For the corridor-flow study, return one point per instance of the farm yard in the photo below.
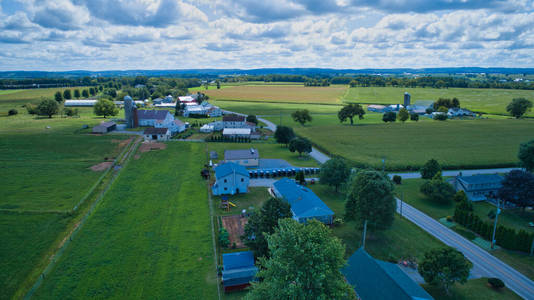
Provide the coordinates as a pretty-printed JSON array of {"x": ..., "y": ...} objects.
[{"x": 149, "y": 238}]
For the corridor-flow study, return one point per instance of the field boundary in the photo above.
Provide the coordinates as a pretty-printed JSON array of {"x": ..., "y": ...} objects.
[{"x": 68, "y": 238}]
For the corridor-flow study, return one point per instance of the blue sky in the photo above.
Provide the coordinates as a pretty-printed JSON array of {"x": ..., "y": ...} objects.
[{"x": 183, "y": 34}]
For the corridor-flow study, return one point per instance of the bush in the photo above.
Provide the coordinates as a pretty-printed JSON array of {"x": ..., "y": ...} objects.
[{"x": 496, "y": 283}]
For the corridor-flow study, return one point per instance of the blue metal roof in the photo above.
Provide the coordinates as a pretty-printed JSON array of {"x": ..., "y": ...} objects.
[
  {"x": 304, "y": 203},
  {"x": 376, "y": 279},
  {"x": 229, "y": 168},
  {"x": 482, "y": 178}
]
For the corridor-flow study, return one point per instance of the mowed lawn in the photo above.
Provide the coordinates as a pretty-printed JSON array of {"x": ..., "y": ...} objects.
[
  {"x": 149, "y": 238},
  {"x": 454, "y": 143},
  {"x": 281, "y": 93},
  {"x": 491, "y": 101}
]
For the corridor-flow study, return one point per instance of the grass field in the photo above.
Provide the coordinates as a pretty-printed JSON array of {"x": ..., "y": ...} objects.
[
  {"x": 281, "y": 93},
  {"x": 511, "y": 218},
  {"x": 491, "y": 101},
  {"x": 455, "y": 144},
  {"x": 149, "y": 238}
]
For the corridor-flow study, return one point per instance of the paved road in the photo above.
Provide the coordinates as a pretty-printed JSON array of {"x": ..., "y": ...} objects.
[
  {"x": 315, "y": 154},
  {"x": 411, "y": 175},
  {"x": 484, "y": 264}
]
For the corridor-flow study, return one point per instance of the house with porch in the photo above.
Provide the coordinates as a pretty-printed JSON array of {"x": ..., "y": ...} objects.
[
  {"x": 230, "y": 179},
  {"x": 305, "y": 204}
]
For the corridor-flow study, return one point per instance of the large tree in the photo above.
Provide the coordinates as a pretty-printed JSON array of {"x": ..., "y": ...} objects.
[
  {"x": 444, "y": 267},
  {"x": 305, "y": 263},
  {"x": 105, "y": 108},
  {"x": 349, "y": 112},
  {"x": 518, "y": 188},
  {"x": 334, "y": 172},
  {"x": 284, "y": 135},
  {"x": 370, "y": 198},
  {"x": 518, "y": 107},
  {"x": 264, "y": 222},
  {"x": 526, "y": 155},
  {"x": 58, "y": 96},
  {"x": 301, "y": 145},
  {"x": 47, "y": 107},
  {"x": 430, "y": 169},
  {"x": 301, "y": 116}
]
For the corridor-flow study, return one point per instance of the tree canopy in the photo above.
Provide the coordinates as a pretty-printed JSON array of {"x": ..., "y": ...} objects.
[
  {"x": 305, "y": 263},
  {"x": 301, "y": 145},
  {"x": 349, "y": 112},
  {"x": 526, "y": 155},
  {"x": 443, "y": 267},
  {"x": 370, "y": 197},
  {"x": 334, "y": 172},
  {"x": 264, "y": 222},
  {"x": 47, "y": 107},
  {"x": 284, "y": 135},
  {"x": 518, "y": 107},
  {"x": 105, "y": 108},
  {"x": 518, "y": 188},
  {"x": 301, "y": 116},
  {"x": 430, "y": 169}
]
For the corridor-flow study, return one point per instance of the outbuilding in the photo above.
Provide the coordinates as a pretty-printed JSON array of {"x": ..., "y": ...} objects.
[{"x": 157, "y": 134}]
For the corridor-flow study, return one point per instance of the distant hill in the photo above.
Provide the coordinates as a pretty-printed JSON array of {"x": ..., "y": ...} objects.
[{"x": 263, "y": 71}]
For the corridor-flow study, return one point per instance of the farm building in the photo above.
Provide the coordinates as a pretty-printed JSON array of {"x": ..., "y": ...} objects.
[
  {"x": 305, "y": 205},
  {"x": 157, "y": 134},
  {"x": 105, "y": 127},
  {"x": 478, "y": 187},
  {"x": 234, "y": 121},
  {"x": 376, "y": 279},
  {"x": 174, "y": 126},
  {"x": 149, "y": 117},
  {"x": 236, "y": 132},
  {"x": 230, "y": 179},
  {"x": 238, "y": 270},
  {"x": 245, "y": 157}
]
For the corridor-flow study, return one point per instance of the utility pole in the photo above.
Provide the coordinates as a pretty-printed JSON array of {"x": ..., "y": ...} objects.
[
  {"x": 495, "y": 225},
  {"x": 364, "y": 233}
]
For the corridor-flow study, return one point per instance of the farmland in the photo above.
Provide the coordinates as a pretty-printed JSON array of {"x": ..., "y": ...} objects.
[
  {"x": 491, "y": 101},
  {"x": 149, "y": 238},
  {"x": 281, "y": 93}
]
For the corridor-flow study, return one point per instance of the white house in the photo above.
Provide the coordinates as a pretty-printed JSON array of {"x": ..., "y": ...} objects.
[
  {"x": 157, "y": 134},
  {"x": 234, "y": 121},
  {"x": 149, "y": 117}
]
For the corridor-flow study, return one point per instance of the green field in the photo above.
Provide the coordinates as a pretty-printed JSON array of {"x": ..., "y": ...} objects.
[
  {"x": 491, "y": 101},
  {"x": 150, "y": 237},
  {"x": 281, "y": 93},
  {"x": 455, "y": 144}
]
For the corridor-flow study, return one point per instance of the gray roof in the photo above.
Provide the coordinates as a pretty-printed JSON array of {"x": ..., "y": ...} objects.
[
  {"x": 152, "y": 114},
  {"x": 251, "y": 153}
]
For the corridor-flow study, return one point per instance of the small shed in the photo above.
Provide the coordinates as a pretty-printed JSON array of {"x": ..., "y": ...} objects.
[
  {"x": 105, "y": 127},
  {"x": 238, "y": 270},
  {"x": 157, "y": 134}
]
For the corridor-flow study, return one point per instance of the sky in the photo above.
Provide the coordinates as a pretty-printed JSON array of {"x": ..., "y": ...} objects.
[{"x": 59, "y": 35}]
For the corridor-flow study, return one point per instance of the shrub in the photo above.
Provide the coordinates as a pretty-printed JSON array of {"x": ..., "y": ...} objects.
[{"x": 496, "y": 283}]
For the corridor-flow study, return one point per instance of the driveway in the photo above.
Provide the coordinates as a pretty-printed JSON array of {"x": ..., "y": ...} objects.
[
  {"x": 484, "y": 264},
  {"x": 412, "y": 175}
]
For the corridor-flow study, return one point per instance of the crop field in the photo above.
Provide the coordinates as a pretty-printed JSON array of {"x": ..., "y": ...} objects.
[
  {"x": 454, "y": 143},
  {"x": 281, "y": 93},
  {"x": 150, "y": 237},
  {"x": 492, "y": 101}
]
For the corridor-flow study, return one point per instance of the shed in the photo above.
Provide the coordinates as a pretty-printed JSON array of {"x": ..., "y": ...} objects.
[
  {"x": 238, "y": 270},
  {"x": 376, "y": 279},
  {"x": 305, "y": 204},
  {"x": 105, "y": 127}
]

• **PROBLEM TO WORK ON**:
Quote the lines of the listing above that run from the line with "house in the photo above." through its last line, both included, and nothing else.

• **TASK RESULT**:
For the corridor-flow study, return one point per instance of the white house in the photo above.
Provide the coordinates as a pretty-printed JSON array of {"x": ..., "y": ...} objects.
[
  {"x": 157, "y": 134},
  {"x": 234, "y": 121},
  {"x": 149, "y": 117}
]
For the corridor-flow study, return one point per instance of the green field in the photo above.
Provide the coordinates as a pretty-printed JSON array of {"x": ..., "y": ...} objects.
[
  {"x": 491, "y": 101},
  {"x": 150, "y": 237},
  {"x": 281, "y": 93},
  {"x": 455, "y": 144}
]
For the corridor-flow study, return one point per instance of the gray roof in the photo above.
Provide the coordinates as a pretty-printed JSON array of {"x": ..., "y": ...} objects.
[
  {"x": 152, "y": 114},
  {"x": 251, "y": 153}
]
For the corridor-flow study, return one point per instance of the small shed in the photo above.
Provide the coordinates as a pretty-printed JSON array of {"x": ..., "y": ...} objects.
[
  {"x": 105, "y": 127},
  {"x": 238, "y": 270},
  {"x": 157, "y": 134}
]
For the corridor-flow study, return one point per instance of the sky in the photo above.
Provide the coordinates as a pretty-printed JSON array of {"x": ..., "y": ...} objects.
[{"x": 59, "y": 35}]
For the corridor-flow study, return one point per instance of the shrub in the photo above.
Provide the coordinates as a pretty-printed JSON array of {"x": ..., "y": ...} objects.
[{"x": 496, "y": 283}]
For the corridor-flow study, return one point per instance of the driveway in the photo above.
Provide the coordinates as a pretty-printed JSON array of {"x": ..., "y": ...} objects.
[
  {"x": 484, "y": 264},
  {"x": 412, "y": 175}
]
For the corridor-flow study, return one point per instance of the crop field in the photo above.
Provide the coordinates as a pretty-printed JSON array of {"x": ..., "y": ...} objects.
[
  {"x": 454, "y": 143},
  {"x": 281, "y": 93},
  {"x": 150, "y": 237},
  {"x": 492, "y": 101}
]
For the corridor-flow study, return one point per instance of the shed in the photo above.
Provide the coordinates as a pretty-printed JSON array of {"x": ..., "y": ...} objects.
[
  {"x": 238, "y": 270},
  {"x": 376, "y": 279},
  {"x": 305, "y": 204},
  {"x": 105, "y": 127}
]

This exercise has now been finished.